Die anthroposophische Medizin basiert auf den Lehren von Rudolf Steiner. Zusätzlich zur schulmedizinischen Sicht auf physische Abläufe sollen "Lebenskräfte" und damit Selbstheilungskräfte gestärkt werden. Seelische Belange sind Teil der Behandlung mit dem Ziel einer Selbst-Entwicklung. Die Wechselwirkung zwischen körperlicher und seelischer Befindlichkeit ist auch in der Schulmedizin als "Psychosomatik" unbestritten, erhält hier aber durch künstlerische Ausdrucksformen einen besonderen Stellenwert.
Wenn sich jemand aber dennoch nicht auf die Gedankenwelt der Anthroposophie einlassen mag? "Wirken die Verfahren trotzdem", sagt Christoph Broens. In seiner Schweizer Praxis behandelt er häufig Männer, die nur auf Drängen ihrer Frau kommen. Manche öffnen sich, andere nicht. Über diese Brücke muss niemand gehen.

● **EINTRÄGE IM DATENSATZ**:
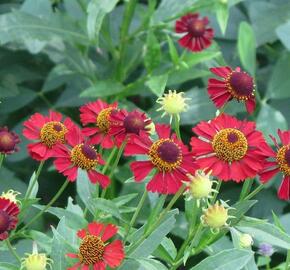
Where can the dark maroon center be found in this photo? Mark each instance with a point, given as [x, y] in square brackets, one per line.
[169, 152]
[242, 83]
[57, 127]
[89, 152]
[287, 157]
[197, 28]
[7, 141]
[232, 138]
[133, 123]
[4, 221]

● **AUFGABEN**:
1. Auf wessen Lehren basiert laut dem Text über anthroposophische Medizin diese Form der Medizin?
2. Setzen Sie den Text über anthroposophische Medizin nach seinem letzten Satz fort.

● **LÖSUNGEN**:
1. Sie basiert auf den Lehren von Rudolf Steiner.

2.
Die Behandlung muss selbst bezahlt werden, die Tarife entsprechen den Gebührenordnungen. Geplant ist aber ein Fonds für Bedürftige, bei finanziellen Schwierigkeiten werde kooperativ nach Lösungsmöglichkeiten gesucht.
Praktiziert wird in Hirschhorn vorerst nur im Erdgeschoss des ehemaligen Knechthauses (jetzt "Haus Fichte"), das Obergeschoss und vor allem das Haupthaus ("Haus Sonne") sollen im Frühjahr 1923 bezugsfertig sein. Dort, wo früher Stallungen waren, ist ein Anbau geplant. Christoph Broens geht davon aus, dass die Therapieräume sonst bald nicht mehr reichen würden. Ein Heilkräuter-Garten und einer für Gemüse nach Demeter-Richtlinien sollen noch angelegt werden, die Gemeinde will zeitnah den Finkenbach, der durch das Grundstück fließt, renaturieren. Dort sollen dann noch ein Kneipp-Becken und eine Badestelle entstehen.